▶ WHAT IS EXPECTED
Below is some material; transcribe all of it exactly.

▶ THE DATA
________

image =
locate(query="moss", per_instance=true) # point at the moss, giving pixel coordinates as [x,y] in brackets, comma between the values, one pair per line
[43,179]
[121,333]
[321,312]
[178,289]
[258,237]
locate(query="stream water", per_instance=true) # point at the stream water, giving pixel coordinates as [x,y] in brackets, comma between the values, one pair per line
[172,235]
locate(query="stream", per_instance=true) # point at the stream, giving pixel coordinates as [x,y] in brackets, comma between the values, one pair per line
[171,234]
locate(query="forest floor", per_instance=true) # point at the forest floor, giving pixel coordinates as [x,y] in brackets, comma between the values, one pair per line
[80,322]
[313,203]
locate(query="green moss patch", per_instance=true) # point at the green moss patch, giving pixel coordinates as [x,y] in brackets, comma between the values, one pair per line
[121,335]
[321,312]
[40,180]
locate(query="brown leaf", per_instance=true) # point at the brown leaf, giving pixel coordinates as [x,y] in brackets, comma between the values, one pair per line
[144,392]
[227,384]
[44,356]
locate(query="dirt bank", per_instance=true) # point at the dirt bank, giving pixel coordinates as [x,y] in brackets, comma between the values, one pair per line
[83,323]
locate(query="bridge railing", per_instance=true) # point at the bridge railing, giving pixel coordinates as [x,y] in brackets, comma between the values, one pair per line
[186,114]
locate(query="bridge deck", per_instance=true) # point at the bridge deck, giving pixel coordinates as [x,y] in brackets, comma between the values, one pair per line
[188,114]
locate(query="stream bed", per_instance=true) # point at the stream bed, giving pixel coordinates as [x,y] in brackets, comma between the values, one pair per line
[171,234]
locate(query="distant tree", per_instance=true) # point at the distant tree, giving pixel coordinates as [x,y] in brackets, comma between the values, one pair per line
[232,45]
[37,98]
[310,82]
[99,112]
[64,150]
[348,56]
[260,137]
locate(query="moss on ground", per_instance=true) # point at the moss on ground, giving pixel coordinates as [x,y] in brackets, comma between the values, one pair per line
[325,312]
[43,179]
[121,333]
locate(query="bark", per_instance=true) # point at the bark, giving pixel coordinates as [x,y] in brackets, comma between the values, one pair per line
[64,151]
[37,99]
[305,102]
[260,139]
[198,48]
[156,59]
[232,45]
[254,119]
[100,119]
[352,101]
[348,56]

________

▶ SOLUTION FOR THIS EXERCISE
image =
locate(query="moss", per_instance=true) # point at the moss, giving pixel coordinates as [x,y] in brackets, comma between the values, one pair per line
[43,179]
[121,333]
[321,312]
[178,289]
[258,237]
locate(query="stream water", per_instance=true) # point at the stream water, giving pixel coordinates as [x,y] in brackets, comma between the values, one pair per line
[172,235]
locate(query="stream", per_instance=true) # point at the stream, giving pixel coordinates as [x,y] in brackets, comma between the values, one pair per line
[171,234]
locate(query="forest floor", per_instance=true) # point at the forest floor, giving pixel coordinates as [x,y] in brackets, comma between the values, one pair per line
[80,322]
[313,203]
locate(query="green moss patch", per_instance=true) # point at the green moss patch, giving pixel coordinates as [x,y] in brackets, comma between the values, one pair per line
[121,335]
[321,312]
[40,180]
locate(query="brown leaf", per_instance=true) # point at the brown leaf, giving pixel coordinates as [x,y] in brackets, comma between the values, one pair per line
[144,392]
[227,384]
[44,356]
locate(query="dirt bank", per_instance=true) # point at the dirt bank, giving pixel coordinates as [x,y] in brackets, comma between the values, one pair per line
[83,323]
locate(query="bridge railing", per_instance=true) # point at the bridge railing, giving pixel coordinates as [x,y] in brackets, comma between the values, one pair per line
[186,114]
locate(query="bridge deck", per_instance=true) # point at the bridge deck, giving pixel coordinates as [x,y] in brackets, comma between the values, one pair per line
[188,114]
locate(query="stream bed", per_instance=true) # point at the stream bed, giving pixel coordinates as [x,y] in brackets, comma between the values, one pair per line
[171,234]
locate(query="distant tree", per_instance=true) # point at the distant tree, giving pixel coordinates as [x,y] in brackets, comma between the values, one pair per line
[232,45]
[37,98]
[310,82]
[99,112]
[64,150]
[348,56]
[260,137]
locate(query="moss on ground", per_instance=true) # point at the moss on ground, giving pixel coordinates as [x,y] in brackets, comma between the values, one pair per line
[325,312]
[43,179]
[121,333]
locate(query="bark", per_instance=true) # point at the bark, giving pixel coordinates as [x,y] in brackets, comma between the values, one pair per line
[64,151]
[37,99]
[305,102]
[260,139]
[198,48]
[156,59]
[232,45]
[254,119]
[100,119]
[352,101]
[348,56]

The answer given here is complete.